:: Goal of the exercise ::
The material is to be repeated exactly, from first line to last.

======

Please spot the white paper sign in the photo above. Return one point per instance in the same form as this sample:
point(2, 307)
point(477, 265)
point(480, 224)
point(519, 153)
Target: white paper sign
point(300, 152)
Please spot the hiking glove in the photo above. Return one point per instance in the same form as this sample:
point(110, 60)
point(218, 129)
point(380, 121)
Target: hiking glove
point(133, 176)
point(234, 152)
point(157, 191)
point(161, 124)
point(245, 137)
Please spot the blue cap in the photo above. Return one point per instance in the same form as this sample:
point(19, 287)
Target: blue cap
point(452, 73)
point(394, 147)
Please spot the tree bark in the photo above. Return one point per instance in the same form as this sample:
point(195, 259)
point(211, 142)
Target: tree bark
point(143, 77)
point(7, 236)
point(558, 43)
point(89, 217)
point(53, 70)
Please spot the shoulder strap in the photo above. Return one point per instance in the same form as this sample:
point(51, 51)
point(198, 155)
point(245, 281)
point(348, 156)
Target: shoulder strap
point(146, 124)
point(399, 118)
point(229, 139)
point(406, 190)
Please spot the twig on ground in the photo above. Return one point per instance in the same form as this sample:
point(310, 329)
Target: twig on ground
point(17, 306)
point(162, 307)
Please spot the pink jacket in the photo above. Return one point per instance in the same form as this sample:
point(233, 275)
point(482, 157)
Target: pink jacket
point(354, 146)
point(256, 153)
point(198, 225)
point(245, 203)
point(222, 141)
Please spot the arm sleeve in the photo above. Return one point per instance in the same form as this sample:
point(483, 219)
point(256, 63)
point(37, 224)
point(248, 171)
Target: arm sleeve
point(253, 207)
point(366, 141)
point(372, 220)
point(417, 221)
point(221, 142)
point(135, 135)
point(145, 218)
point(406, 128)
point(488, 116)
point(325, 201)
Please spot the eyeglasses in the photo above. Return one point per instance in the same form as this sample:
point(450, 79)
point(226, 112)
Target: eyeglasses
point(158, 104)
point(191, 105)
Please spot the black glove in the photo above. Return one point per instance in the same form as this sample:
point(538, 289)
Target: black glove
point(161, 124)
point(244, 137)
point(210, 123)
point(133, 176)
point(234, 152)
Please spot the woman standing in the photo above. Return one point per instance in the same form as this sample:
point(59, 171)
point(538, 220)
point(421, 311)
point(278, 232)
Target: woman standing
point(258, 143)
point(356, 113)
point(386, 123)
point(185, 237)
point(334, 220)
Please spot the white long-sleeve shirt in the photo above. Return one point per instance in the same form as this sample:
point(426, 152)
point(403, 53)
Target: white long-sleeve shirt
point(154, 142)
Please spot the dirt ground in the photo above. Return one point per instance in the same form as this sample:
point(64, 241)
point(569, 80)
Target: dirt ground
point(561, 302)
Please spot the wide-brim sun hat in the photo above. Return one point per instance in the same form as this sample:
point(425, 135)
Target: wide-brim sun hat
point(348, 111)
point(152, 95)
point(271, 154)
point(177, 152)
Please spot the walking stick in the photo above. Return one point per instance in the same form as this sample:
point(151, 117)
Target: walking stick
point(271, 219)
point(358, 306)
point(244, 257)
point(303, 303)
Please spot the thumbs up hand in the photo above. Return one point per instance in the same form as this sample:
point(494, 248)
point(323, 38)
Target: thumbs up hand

======

:: Output below ::
Please spot the white paper sign in the photo above. Return one point per instance in the same form as this sample:
point(2, 307)
point(477, 265)
point(480, 224)
point(519, 153)
Target: white paper sign
point(300, 152)
Please spot the hiking glove in the photo above. Return one point per instance in the same form as this sample:
point(110, 60)
point(218, 129)
point(380, 121)
Target: hiking glove
point(133, 176)
point(234, 152)
point(157, 191)
point(161, 124)
point(245, 137)
Please spot the blue cap in the photo above. Return one point per instance in the same form as this sample:
point(19, 287)
Target: blue cap
point(452, 73)
point(394, 147)
Please spot the tree bark in the photo above. Return one point per instance in the same form as this sample:
point(195, 259)
point(211, 142)
Target: tree bark
point(143, 77)
point(7, 236)
point(558, 43)
point(89, 217)
point(53, 70)
Please spot the shoulder strap in the photo above. Return one point per instance in the same form as this sample:
point(51, 51)
point(198, 155)
point(245, 281)
point(348, 156)
Target: shoulder strap
point(146, 124)
point(399, 118)
point(229, 139)
point(406, 190)
Please spot the twig on ground in the photo above. Return one point per instance in the same form as this sample:
point(310, 329)
Target: twig on ground
point(17, 306)
point(162, 307)
Please spot the pink jacket in the photo above. Return one point per instance in the same form as this sample:
point(233, 275)
point(482, 157)
Target: pink jacket
point(354, 146)
point(256, 153)
point(198, 225)
point(245, 203)
point(222, 141)
Please spot the arm sleeve in the photo above. Return one point per instance in the same form as this sample:
point(483, 219)
point(256, 63)
point(37, 224)
point(248, 171)
Target: arm sleeve
point(253, 207)
point(366, 141)
point(372, 220)
point(417, 221)
point(221, 142)
point(135, 135)
point(145, 218)
point(406, 128)
point(488, 116)
point(325, 201)
Please spot the eyeglasses in the photo above. Return one point per instance in the same form as this sample:
point(450, 79)
point(226, 112)
Target: eyeglasses
point(158, 104)
point(191, 105)
Please spot the black glove in the photo above. Return one point per instance in the same form as this sample:
point(538, 289)
Target: black glove
point(161, 124)
point(244, 137)
point(210, 123)
point(133, 176)
point(234, 152)
Please spot the woman standing in the photo above. Return one point per instance in the same form as this sample:
point(59, 171)
point(538, 220)
point(421, 311)
point(278, 232)
Target: woman standing
point(258, 143)
point(356, 113)
point(386, 123)
point(185, 237)
point(334, 220)
Please spot the white long-sleeve shirt in the photo above. Return one point per instance in the same form as this sample:
point(426, 152)
point(403, 53)
Target: white long-sleeve shirt
point(154, 142)
Please spot the dirt ground in the photo above. Return one point per instance in the same form as this sample:
point(64, 241)
point(569, 80)
Target: dirt ground
point(561, 302)
Please spot the wide-brim sun hat in the photo above. Return one point per instance in the same form as this sample:
point(425, 135)
Target: wide-brim sun hat
point(348, 111)
point(152, 95)
point(271, 154)
point(177, 152)
Please spot the walking stick in the photo above. Return one point per instance in the same form as this sample:
point(151, 117)
Target: walking stick
point(271, 219)
point(358, 306)
point(244, 257)
point(303, 303)
Please spot the thumbs up hand in the photo above. Return one point per instance in the same form as this sample:
point(494, 248)
point(323, 38)
Target: thumbs up hand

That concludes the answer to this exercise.